The request. Rewrite the listing below with every "keypoint" swapped for "point" and everything else unchanged. Leave out the pictures.

----- Records provided -----

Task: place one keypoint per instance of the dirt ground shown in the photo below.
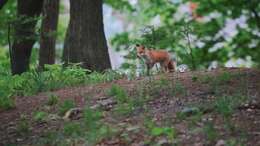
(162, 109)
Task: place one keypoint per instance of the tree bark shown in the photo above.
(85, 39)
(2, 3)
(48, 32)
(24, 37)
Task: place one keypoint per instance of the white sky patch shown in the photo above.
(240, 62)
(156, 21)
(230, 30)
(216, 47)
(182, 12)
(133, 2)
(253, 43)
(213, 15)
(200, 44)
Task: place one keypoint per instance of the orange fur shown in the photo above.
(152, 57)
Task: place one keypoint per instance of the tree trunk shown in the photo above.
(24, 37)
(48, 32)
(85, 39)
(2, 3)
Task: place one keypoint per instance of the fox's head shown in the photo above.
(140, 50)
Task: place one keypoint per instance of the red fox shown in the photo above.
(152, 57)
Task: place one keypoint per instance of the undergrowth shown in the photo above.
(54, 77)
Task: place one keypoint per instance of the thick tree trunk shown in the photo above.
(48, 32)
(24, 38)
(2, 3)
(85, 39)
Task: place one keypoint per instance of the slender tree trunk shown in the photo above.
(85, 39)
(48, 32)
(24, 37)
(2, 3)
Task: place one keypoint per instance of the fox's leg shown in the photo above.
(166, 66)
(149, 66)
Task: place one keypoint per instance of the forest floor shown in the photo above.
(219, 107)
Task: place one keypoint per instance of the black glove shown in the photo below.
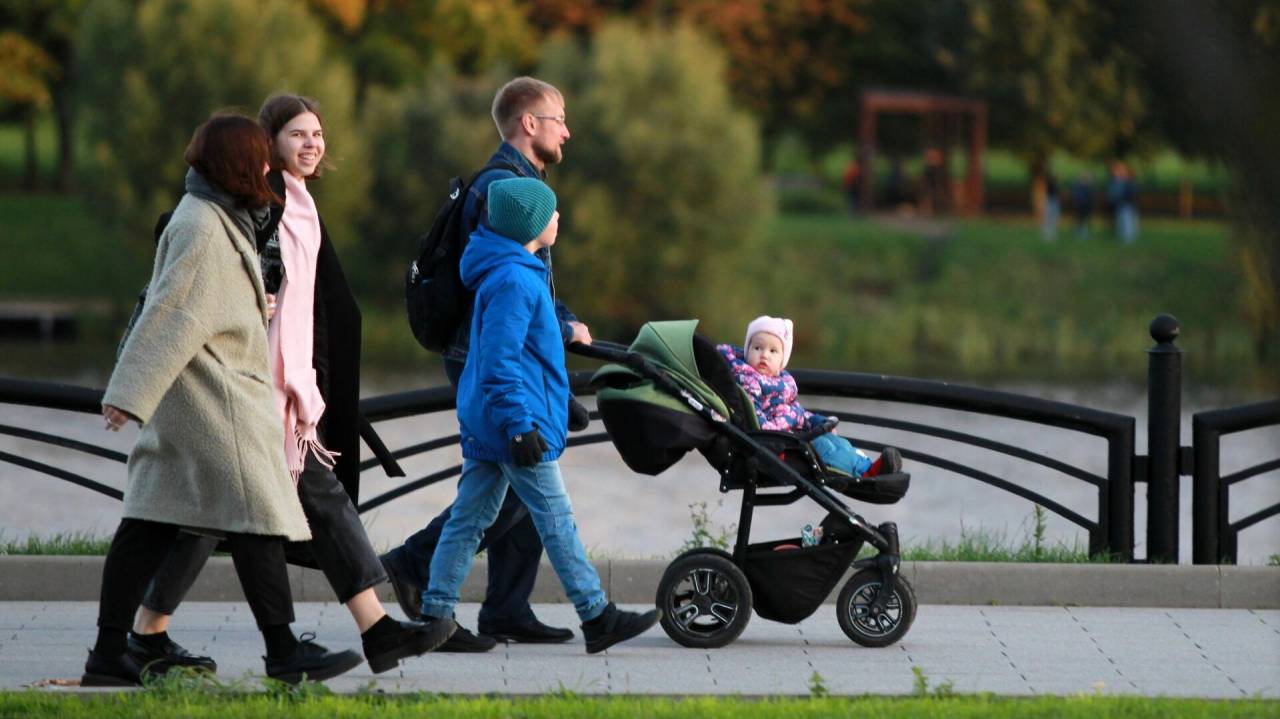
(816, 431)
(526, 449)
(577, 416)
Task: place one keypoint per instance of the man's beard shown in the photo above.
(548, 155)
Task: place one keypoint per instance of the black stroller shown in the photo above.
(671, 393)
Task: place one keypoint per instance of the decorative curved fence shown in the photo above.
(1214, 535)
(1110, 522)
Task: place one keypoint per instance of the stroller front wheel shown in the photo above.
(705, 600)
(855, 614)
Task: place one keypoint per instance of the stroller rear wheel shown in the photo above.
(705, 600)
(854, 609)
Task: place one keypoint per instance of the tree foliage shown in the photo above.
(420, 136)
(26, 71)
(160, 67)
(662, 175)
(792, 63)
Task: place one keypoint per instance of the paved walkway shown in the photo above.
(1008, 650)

-----

The response.
Task: place one point per instance of the dirt ground shown in the photo below.
(162, 109)
Task: place one point per instance of the tree bark shown in the photo above.
(85, 39)
(2, 3)
(48, 32)
(24, 37)
Task: place one point per instance of the white sky patch shown in the photo above.
(240, 62)
(156, 21)
(230, 30)
(216, 47)
(182, 12)
(133, 2)
(253, 43)
(213, 15)
(200, 44)
Task: place one point per instance of the orange fur shown in the photo above.
(152, 57)
Task: place one point per instance of the tree trunk shown in the photo above.
(24, 37)
(48, 32)
(85, 39)
(2, 3)
Task: place one point per instance of the fox's head shown in the photo above.
(140, 50)
Task: place one point per instance of the red fox shown in the photo above.
(152, 57)
Task: place one point per instance of the undergrowth shown in the photo above.
(54, 77)
Task: place one point per instance of the thick tree trunk shown in the photo above.
(48, 32)
(24, 38)
(2, 3)
(85, 39)
Task: place one point per instance of the slender tree trunk shown in the photo above.
(85, 39)
(48, 32)
(24, 37)
(2, 3)
Task: place one point per instance of the fox's leg shown in the photo above.
(166, 66)
(149, 66)
Task: place one point per instance of the forest floor shown in the photo above.
(219, 107)
Task: place one point per instance of the black glove shown in the photo below.
(816, 431)
(526, 449)
(577, 416)
Task: place one point per instance of the man's beard shown in the photo above.
(548, 155)
Task: place one point per instance of the black stroller shown in the photo above.
(671, 393)
Task: place one point per instance of the decorative curved fence shown in the photo above.
(1214, 535)
(1110, 522)
Task: place one point per instance of the stroller front wheel shown in the photo above.
(705, 600)
(855, 614)
Task: place one point per instance of the stroller rear wheel shown in the photo above.
(705, 600)
(854, 609)
Task: place one point per instance of the tree foliage shown in the photo above.
(420, 136)
(26, 71)
(160, 67)
(662, 175)
(792, 63)
Task: place one point per instance of the paved walkway shown in the photo above.
(1008, 650)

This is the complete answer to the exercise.